Борзенков: Да, за границей русский бизнесмен часто чувствует себя человеком второго сорта, и в принципе-то, если ты – «непростой человек», ты с этим согласен. Здесь я первый парень на деревне, а если посмотреть шире, то ничего особенного.
Тарасов: И это очень сильный фон для мужчины.
Борзенков: Тот же Абрамович покупает «Челси», чтобы понравиться англичанам. Его команда так радует англичан, что они его любят и готовы забыть о том, что он русский. А вот его самая большая яхта не сильно всех радует, в лучшем случае – им все равно. Точно так же поступили арабы, когда стали приезжать в Европу и спонсировать искусство, чтобы стать своими. Присоединение к западной культуре не происходит через покупку недвижимости – только через ценности.
Тарасов: Да, русские – замечательные люди, но произвести что-то хорошее – это не их конек. Потому положительные примеры всегда изумляют. А кто эти примеры создает? Тот, кто, забравшись на холм, способен за ним увидеть еще один более интересный, более сложный холм. Пусть не заберешься, но лезть интересно, и твой взор всегда вперед, а не под ноги. Нужно осознать, что да, ты первый парень на деревне, но есть еще большой мир. Как призывал Маяковский, ревновать жену не к соседу, а к Копернику! Нужно, чтобы люди стремились стать не первыми парнями на деревне, а Коперниками, и тогда не будет кризиса – есть куда тянуться. Если человек ставит цель построить бизнес выше мирового уровня – скучно не будет и кризиса не будет. Это автоматически решает массу проблем, о которых мы говорили выше. Сделайте такой бизнес, чтобы им можно было гордиться.
Борзенков: А если ты делаешь предложение мирового уровня, а на рынке твоей страны оно не востребовано?
Тарасов: Плевать на рынок.
Борзенков: Уверен, что опережать время ни в коем случае нельзя.
Тарасов: Я не про опережение сейчас. Знаете, я очень хотел познакомиться с одним человеком – это Михаил Калашников, и недавно мне посчастливилось с ним повидаться и поговорить. Это человек, который создал то, что на мировом уровне – класс и до сих пор превосходит мировые аналоги.

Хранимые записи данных
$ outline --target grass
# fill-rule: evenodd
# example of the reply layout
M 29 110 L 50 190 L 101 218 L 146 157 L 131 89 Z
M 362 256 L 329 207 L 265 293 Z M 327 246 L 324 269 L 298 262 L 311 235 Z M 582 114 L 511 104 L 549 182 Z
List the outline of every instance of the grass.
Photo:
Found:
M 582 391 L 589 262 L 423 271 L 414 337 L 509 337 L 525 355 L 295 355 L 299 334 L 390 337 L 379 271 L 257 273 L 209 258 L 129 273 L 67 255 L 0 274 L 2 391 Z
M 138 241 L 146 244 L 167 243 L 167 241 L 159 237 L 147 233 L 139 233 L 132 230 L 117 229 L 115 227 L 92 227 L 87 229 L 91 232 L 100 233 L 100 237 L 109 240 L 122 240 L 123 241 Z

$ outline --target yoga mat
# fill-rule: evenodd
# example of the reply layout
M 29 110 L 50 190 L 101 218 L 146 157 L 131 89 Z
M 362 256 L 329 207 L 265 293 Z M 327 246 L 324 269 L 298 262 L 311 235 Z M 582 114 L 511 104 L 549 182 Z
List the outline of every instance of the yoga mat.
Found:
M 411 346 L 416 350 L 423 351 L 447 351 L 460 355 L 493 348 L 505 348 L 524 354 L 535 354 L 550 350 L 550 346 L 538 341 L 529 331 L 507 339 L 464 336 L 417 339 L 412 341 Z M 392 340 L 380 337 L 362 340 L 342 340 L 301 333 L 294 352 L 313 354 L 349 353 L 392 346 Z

Цель задания:
Можете дословно вернуть часть беседы о русском бизнесе, начиная со слов «Тарасов: И это» и далее вплоть до слов «только через ценности.» включительно?

Результат задания:
Тарасов: И это очень сильный фон для мужчины.
Борзенков: Тот же Абрамович покупает «Челси», чтобы понравиться англичанам. Его команда так радует англичан, что они его любят и готовы забыть о том, что он русский. А вот его самая большая яхта не сильно всех радует, в лучшем случае – им все равно. Точно так же поступили арабы, когда стали приезжать в Европу и спонсировать искусство, чтобы стать своими. Присоединение к западной культуре не происходит через покупку недвижимости – только через ценности.